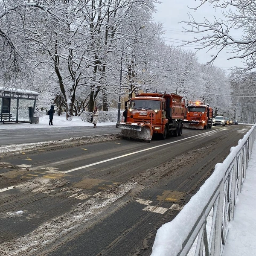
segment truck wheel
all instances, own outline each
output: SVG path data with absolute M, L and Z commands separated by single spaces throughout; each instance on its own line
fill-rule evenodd
M 179 125 L 179 132 L 178 133 L 178 136 L 181 136 L 182 134 L 182 125 L 180 124 Z
M 167 128 L 166 125 L 164 127 L 163 133 L 162 134 L 162 140 L 165 140 L 167 137 Z

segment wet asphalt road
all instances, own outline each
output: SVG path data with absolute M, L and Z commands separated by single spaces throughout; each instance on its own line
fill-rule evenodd
M 0 146 L 58 140 L 83 136 L 118 134 L 121 129 L 115 125 L 0 129 Z

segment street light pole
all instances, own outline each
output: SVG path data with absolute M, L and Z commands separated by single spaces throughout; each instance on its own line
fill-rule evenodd
M 120 111 L 121 110 L 121 87 L 122 87 L 122 56 L 123 52 L 122 52 L 121 55 L 121 68 L 120 69 L 120 83 L 119 85 L 119 99 L 118 100 L 118 105 L 117 108 L 117 123 L 120 123 Z
M 139 29 L 137 29 L 135 32 L 135 34 L 136 34 L 139 30 L 144 29 L 145 27 L 145 25 L 143 25 Z M 136 36 L 136 35 L 135 35 Z M 119 86 L 119 98 L 118 99 L 118 104 L 117 105 L 117 122 L 118 124 L 120 123 L 120 112 L 121 111 L 121 87 L 122 87 L 122 60 L 123 60 L 123 55 L 124 52 L 123 51 L 122 52 L 122 55 L 121 55 L 121 68 L 120 69 L 120 83 Z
--------
Lay out every line of the items above as a numbered list, skipping blank lines and leaving out the pictures.

▶ Worked solution
1. segment truck wheel
2. all instances, own outline each
3. output: SVG path data with absolute M, L and Z commands separated by single spaces throughout; each instance on its own line
4. fill-rule evenodd
5. M 179 125 L 179 132 L 178 133 L 178 136 L 181 136 L 182 134 L 182 125 L 180 124 Z
6. M 167 128 L 166 125 L 164 127 L 163 133 L 162 134 L 162 140 L 165 140 L 167 137 Z
7. segment wet asphalt road
8. all instances, own outline each
9. output: SVG path data with absolute M, L and Z commands separated by single spaces throughout; each instance on its own line
10. fill-rule evenodd
11. M 0 146 L 58 140 L 83 136 L 118 134 L 121 129 L 115 125 L 0 129 Z
12. segment street light pole
13. all instances, own outline each
14. output: SVG path data with absolute M, L and Z commands separated by single spaces throughout; each instance on its own line
15. fill-rule evenodd
16. M 120 111 L 121 110 L 121 87 L 122 87 L 122 56 L 123 52 L 122 52 L 121 55 L 121 68 L 120 69 L 120 83 L 119 85 L 119 99 L 118 100 L 118 105 L 117 108 L 117 123 L 120 123 Z
17. M 139 29 L 137 29 L 135 32 L 135 34 L 136 34 L 139 30 L 144 29 L 145 27 L 145 25 L 143 25 Z M 136 36 L 136 35 L 135 35 Z M 119 86 L 119 98 L 118 99 L 118 104 L 117 105 L 117 122 L 118 124 L 120 123 L 120 112 L 121 111 L 121 87 L 122 87 L 122 60 L 123 60 L 123 55 L 124 52 L 123 51 L 122 52 L 122 55 L 121 55 L 121 68 L 120 69 L 120 83 Z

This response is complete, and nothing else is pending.